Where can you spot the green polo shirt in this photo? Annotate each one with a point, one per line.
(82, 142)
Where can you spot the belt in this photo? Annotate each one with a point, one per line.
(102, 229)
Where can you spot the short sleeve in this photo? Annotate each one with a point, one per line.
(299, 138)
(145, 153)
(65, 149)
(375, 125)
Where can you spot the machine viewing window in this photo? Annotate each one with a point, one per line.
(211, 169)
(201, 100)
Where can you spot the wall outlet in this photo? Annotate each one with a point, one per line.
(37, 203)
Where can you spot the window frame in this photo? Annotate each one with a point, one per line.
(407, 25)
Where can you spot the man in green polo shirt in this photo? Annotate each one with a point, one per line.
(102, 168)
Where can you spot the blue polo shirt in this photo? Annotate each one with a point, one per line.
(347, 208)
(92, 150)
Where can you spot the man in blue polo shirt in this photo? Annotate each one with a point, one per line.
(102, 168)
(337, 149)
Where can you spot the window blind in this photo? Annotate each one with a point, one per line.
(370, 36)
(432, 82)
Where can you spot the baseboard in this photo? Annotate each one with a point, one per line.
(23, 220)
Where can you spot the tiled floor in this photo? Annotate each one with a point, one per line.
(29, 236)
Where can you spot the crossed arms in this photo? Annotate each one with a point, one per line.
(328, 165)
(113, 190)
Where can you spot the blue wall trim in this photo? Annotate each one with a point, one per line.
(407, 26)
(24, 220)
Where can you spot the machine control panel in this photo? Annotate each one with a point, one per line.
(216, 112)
---
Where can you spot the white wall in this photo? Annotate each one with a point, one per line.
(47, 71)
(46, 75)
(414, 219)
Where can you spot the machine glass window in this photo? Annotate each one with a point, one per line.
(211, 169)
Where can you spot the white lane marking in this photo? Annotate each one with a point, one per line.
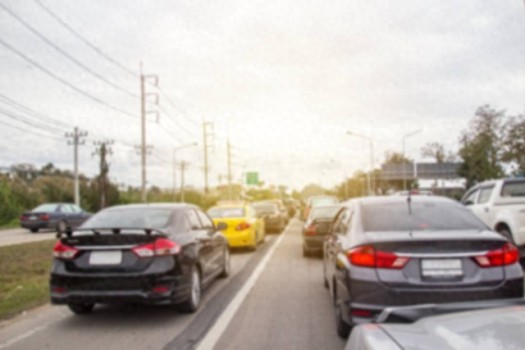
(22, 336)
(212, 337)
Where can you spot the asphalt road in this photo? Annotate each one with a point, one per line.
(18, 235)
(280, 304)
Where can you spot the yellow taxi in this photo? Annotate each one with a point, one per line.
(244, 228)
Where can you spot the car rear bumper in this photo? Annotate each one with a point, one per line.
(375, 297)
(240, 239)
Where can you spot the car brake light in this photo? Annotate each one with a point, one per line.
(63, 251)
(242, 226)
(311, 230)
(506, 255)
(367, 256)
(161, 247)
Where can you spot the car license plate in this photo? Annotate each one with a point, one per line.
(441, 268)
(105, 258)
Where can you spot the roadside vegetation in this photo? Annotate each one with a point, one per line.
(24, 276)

GIVEN EXERCISE:
Copy out every line in the two blocks above that contains the word "machine". Matches are case-sensitive.

THE RESULT:
Where can you spot the machine viewing window in this photo? Annotate each one with a point, one per line.
Where can you spot the machine control panel in this photo? Annotate each one with a point, one per line.
Where can you spot the machine glass window in this photo? Annotate each one with a point, one per line.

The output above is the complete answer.